Referring expression pointing data:
****

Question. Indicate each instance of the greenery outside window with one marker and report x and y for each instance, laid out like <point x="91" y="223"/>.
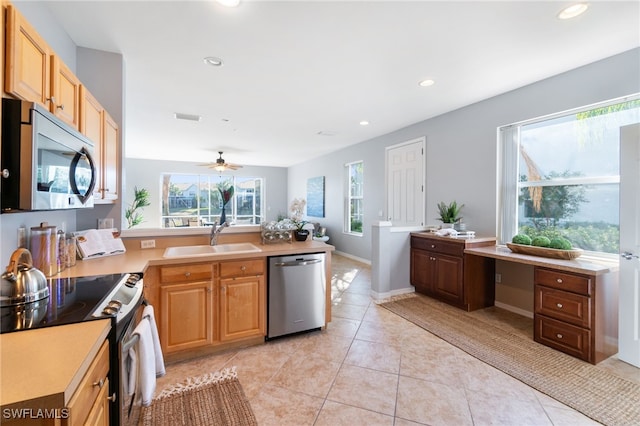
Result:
<point x="194" y="200"/>
<point x="354" y="207"/>
<point x="560" y="176"/>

****

**Problem**
Repeat the data exactly in full, omitting its pictures.

**Exercise answer**
Question. Indicate each instance of the greenery outside window with one marker and report x and y for each instance, laid out like <point x="91" y="223"/>.
Result:
<point x="194" y="200"/>
<point x="354" y="207"/>
<point x="560" y="176"/>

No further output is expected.